▶ _WHAT THE EXERCISE ASKS_
Edit the material so that "zip jacket" reads "hooded jacket" everywhere it appears, and leave everything else unchanged.

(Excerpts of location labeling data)
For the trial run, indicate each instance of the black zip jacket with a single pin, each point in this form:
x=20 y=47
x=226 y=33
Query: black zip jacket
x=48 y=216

▶ _THE REPLY_
For the trial run, indicate each instance of the black hooded jacket with a single pin, each point in this form:
x=20 y=47
x=226 y=33
Query: black hooded jacket
x=48 y=216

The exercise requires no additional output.